----- PAGE EXCERPT

Though this next example doesn't apply to the United States, if you need another reminder on how quickly things can change, take a look at a country famous for its fine wines. Thanks to restrictionist influences, the France now faces a ban on online advertising, and even websites that mention alcohol. With that victory under their belt, it would be foolhardy to think the anti-alcohol forces will stop with their campaign with advertising restrictions. Thousands of French drinkers could be held under the thumb of extremists! Yes, the same thing could happen here unless we are vigilant.

How do we counter these attacks? First of all, take away the ammunition from the opponent. Drink responsibly. The drunk driving issue is one of the biggest issues the neo-prohibitonists have going for them. Many of their points are valid, so we need to remove them from the equation. Educate young people. Our youth have been short-changed when it comes to learning how to enjoy alcoholic beverages responsibly. Drink craft beer. The craft beer industry as a whole promotes a more responsible image than the factory beers have historically done. Support your local brewery. Local breweries are often very active in doing good works in their communities.

I'm certainly not trying to be an alarmist. Let's celebrate the repeal of Prohibition and be thankful that we have so many fine craft beers, and other alcoholic beverages to enjoy legally and openly. Just keep in mind that these organizations don't represent ancient history. They are actively working today to take away your freedom to responsibly enjoy alcoholic beverages. On this anniversary of the repeal of Prohibition, there will be many celebrations to mark the occasion. And the celebrations are warranted. We should however, take heed at this time to remember that the battle may have been won, but the war continues. By remaining vigilent and active, we can stave off the forces that seek to remove our ability to enjoy good beer.

How will I celebrate this occasion? By sharing a bottle of American craft beer with my wife, in the comfort of my home, and demonstrating to my son that it's an okay thing to do.

Be sure to check the 21st Amendment Brewery website for the summary of all this month's contributions to The Session.

Update, December 9: The Session roundup has been posted here.


  1. Isn't Shooting Creek in Floyd County?

  2. Tom, correct you are. I typed the wrong county, probably mixing up the counties with Devil's Backbone in Nelson. Thanks for catching that, it's corrected.

  3. Defend the 21st with the 2nd, I always say. Never trust someone who opposes drinking...

----------

» WHAT TO DO
In the post on the repeal of Prohibition, translate this sentence into Spanish: "Local breweries are often very active in doing good works in their communities." The data that comes next is unrelated to the post and is not used.

----- AVAILABLE DATA

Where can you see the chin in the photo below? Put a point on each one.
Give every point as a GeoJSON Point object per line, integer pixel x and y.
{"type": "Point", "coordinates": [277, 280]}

----------

» REPLY TO THE TASK
Las cervecerías locales suelen participar muy activamente en buenas obras en sus comunidades.